> **WHAT YOU NEED TO DO**
Extend the news article about Canada's December 2021 inflation and rising wages, picking up after its final sentence.

> **PASSAGE TO READ**
-- Opening Marker --

Employers are continuing to feel the squeeze, with rising prices set to push wages higher this year in a “feedback loop building” as the annual pace of inflation climbed in December 2021 to its highest rate since September 1991.

In December, the consumer price index was up 4.8 per cent, compared with a year ago, reported Statistics Canada on Wednesday. The reading compared with a year-over-year increase of 4.7 per cent in November 2021, noted the agency.

December marked nine months in a row that headline inflation has come in above the Bank of Canada’s target zone of between one and three per cent. The country hasn’t seen a streak that long since before the central bank began targeting inflation at two per cent in the midpoint of its comfort range.

Read: Wages set to rise 2.7% in 2022 as inflation hits new high, says survey

Adding to inflation pressures are plans from a strong majority of employers to raise wages at a faster rate over the next 12 months, pointing to the need to compete for talent amid growing labour shortages across regions and sectors. The bank’s survey report noted that cost-of-living increases are also increasingly driving wage pressures, raising the possibility of a cycle of price and wage increases. Inflation has been impacting wage increases for months, with experts suggesting various ways employers can support employees through this time.

“Higher inflation is driving higher wages, which is driving price hikes and then we’re back to inflation,” wrote Benjamin Retizes, the Bank of Montreal’s managing director of Canadian rates. “The Bank of Canada cannot be comfortable seeing this feedback loop building.”

-- Closing Marker --

[Image-grounded pointing data]
-- Opening Marker --

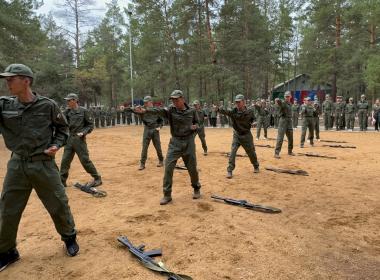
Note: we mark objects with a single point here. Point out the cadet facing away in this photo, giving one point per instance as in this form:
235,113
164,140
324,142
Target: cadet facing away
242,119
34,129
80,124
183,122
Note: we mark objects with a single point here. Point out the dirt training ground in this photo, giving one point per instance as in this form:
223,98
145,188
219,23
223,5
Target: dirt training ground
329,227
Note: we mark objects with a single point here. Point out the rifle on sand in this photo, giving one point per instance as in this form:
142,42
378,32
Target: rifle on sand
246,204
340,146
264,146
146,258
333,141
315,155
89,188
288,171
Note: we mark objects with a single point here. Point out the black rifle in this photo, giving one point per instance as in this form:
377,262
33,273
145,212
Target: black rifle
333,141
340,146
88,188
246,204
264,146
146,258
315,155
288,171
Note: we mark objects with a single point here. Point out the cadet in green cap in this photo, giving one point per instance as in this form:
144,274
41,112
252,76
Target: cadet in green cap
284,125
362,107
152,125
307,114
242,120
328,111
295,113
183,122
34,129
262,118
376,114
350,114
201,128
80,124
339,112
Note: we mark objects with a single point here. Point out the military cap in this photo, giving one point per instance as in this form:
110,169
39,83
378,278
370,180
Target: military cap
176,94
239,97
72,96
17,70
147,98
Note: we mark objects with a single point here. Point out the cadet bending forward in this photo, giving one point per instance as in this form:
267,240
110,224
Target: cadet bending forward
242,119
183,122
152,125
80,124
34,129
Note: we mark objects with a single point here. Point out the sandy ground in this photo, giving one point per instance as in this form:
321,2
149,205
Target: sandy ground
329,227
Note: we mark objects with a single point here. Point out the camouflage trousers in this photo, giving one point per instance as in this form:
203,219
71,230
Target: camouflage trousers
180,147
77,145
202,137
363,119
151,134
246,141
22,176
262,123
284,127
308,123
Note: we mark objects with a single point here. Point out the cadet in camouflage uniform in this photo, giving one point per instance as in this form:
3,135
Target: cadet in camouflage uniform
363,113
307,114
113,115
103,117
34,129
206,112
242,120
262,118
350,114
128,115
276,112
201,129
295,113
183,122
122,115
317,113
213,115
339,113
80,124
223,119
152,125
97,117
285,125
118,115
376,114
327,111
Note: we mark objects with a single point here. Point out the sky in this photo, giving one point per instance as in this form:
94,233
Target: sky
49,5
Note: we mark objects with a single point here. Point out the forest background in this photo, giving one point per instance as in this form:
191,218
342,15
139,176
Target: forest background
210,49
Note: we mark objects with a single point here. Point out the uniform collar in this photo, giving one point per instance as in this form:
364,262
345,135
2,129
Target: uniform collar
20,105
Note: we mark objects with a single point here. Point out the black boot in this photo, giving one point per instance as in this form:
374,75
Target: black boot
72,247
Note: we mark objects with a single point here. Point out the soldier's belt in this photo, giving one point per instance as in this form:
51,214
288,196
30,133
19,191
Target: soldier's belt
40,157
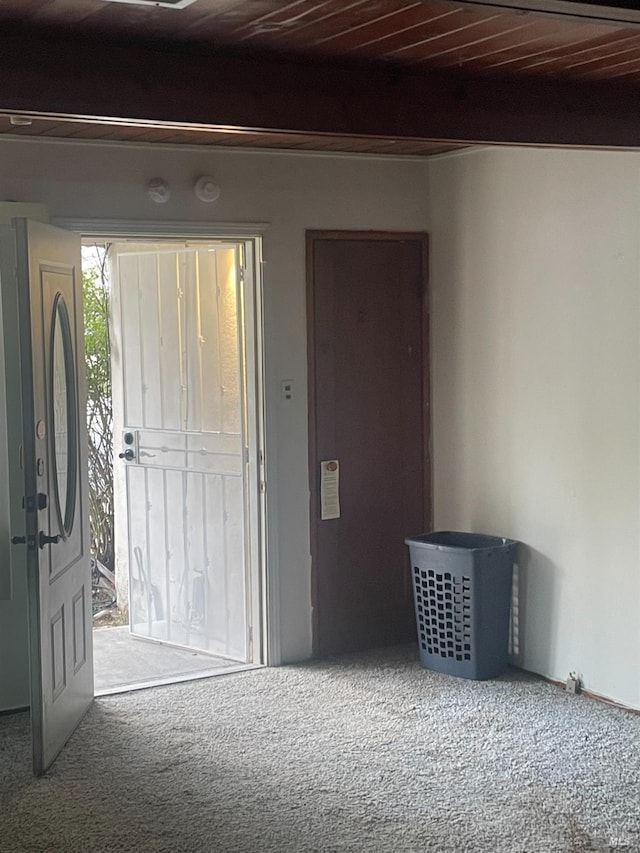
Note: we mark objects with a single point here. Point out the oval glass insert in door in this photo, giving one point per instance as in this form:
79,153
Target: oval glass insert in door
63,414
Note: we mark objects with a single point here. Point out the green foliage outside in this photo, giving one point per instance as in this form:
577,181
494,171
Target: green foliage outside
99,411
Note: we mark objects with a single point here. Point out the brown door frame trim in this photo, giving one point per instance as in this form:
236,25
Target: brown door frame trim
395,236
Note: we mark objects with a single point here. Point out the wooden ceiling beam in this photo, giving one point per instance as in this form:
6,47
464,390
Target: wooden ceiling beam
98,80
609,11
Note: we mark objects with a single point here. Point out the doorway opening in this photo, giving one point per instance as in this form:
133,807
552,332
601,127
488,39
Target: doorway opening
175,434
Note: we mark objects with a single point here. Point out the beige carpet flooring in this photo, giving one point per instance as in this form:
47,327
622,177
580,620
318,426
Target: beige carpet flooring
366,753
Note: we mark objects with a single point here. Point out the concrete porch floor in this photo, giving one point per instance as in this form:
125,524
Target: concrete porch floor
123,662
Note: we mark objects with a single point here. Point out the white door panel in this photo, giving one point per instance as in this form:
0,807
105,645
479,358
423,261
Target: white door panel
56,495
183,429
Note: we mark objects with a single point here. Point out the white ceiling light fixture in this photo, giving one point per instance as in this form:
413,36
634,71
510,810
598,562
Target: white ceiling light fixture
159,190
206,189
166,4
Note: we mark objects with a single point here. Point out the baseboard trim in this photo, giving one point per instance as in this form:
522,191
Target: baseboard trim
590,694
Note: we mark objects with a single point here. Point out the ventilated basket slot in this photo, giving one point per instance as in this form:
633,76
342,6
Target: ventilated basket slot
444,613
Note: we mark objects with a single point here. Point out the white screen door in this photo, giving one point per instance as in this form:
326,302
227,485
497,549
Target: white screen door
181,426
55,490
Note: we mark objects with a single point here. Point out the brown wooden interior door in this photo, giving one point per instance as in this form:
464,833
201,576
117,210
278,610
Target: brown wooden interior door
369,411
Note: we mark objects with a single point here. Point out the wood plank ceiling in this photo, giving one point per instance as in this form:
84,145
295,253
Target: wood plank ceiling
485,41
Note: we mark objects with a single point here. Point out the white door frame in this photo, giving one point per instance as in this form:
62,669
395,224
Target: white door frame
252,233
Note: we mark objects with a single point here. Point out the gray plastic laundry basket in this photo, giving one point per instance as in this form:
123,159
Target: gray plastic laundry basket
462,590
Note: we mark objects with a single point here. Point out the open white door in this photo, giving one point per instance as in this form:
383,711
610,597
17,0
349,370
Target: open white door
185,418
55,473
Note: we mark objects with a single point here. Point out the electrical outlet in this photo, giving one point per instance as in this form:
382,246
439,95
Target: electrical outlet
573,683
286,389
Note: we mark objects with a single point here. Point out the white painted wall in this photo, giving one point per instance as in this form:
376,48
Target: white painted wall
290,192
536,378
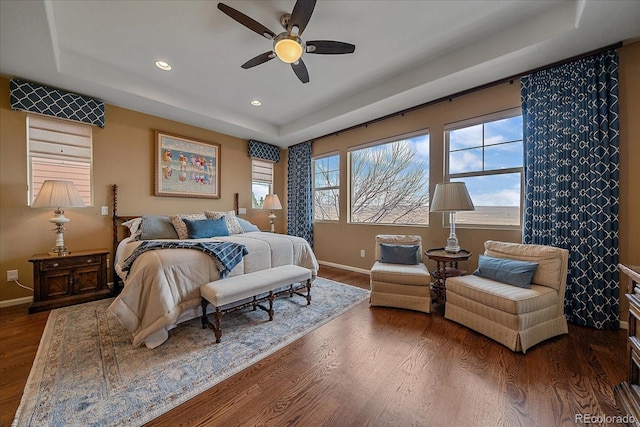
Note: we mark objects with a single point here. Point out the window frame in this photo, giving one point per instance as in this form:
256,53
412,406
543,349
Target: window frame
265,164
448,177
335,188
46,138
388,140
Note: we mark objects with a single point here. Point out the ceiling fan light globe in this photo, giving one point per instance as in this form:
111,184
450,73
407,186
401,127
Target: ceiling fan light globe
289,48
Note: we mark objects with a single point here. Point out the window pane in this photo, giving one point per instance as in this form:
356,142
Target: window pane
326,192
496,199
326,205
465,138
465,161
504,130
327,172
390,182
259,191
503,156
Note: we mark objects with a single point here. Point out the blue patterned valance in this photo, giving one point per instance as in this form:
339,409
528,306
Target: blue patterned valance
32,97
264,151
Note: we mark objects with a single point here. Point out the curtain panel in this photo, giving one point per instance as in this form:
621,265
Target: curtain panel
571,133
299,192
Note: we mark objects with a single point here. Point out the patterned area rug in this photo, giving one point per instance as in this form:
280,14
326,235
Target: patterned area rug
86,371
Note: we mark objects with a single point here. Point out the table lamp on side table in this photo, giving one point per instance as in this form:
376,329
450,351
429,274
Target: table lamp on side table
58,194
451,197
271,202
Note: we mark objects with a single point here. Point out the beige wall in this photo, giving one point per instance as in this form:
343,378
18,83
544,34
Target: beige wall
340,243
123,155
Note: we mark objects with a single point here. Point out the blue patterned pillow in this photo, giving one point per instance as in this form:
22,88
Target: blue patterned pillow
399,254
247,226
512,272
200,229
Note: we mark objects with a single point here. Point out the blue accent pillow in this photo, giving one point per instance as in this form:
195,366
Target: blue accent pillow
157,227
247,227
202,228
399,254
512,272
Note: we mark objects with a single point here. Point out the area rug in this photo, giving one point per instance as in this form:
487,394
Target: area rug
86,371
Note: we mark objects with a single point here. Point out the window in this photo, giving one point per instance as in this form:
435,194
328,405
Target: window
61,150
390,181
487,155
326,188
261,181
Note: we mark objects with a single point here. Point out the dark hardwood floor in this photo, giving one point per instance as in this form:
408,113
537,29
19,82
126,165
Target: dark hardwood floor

-- Closing Marker --

> **OUTPUT OF THE EXERCISE**
With the annual pace of inflation continuing to reach new heights not seen in decades, both employers and employees are worrying that price increases have gone from a short-term blip to a longer-term problem, according to recent surveys by the Bank of Canada.

Read: How employers can solve the inflation puzzle amid war for talent

Canada’s central bank says businesses and consumers are increasingly convinced that the pace of price increases will continue for the foreseeable future. Its pair of quarterly surveys of businesses and consumers showed respondents expect the annual rate of inflation to remain above the Bank of Canada’s two per cent target for the rest of the year.

Two-thirds of the firms that took part in the bank’s business outlook survey anticipated inflation will stay above three per cent over the next two years. While respondents in the survey of consumer expectations said they expect inflation to remain above four per cent for the next two years, up from readings in the survey from the previous quarter. Longer-term expectations stayed relatively steady around 3.5 per cent five years out.

For consumers, inflation has become what the central bank describes as the most important economic issue, more so than taxes and jobs. “Canadians are clearly becoming more concerned about inflation, anticipating prices to remain elevated over the next two years,” says Ksenia Bushmeneva, an economist with the Toronto-Dominion Bank.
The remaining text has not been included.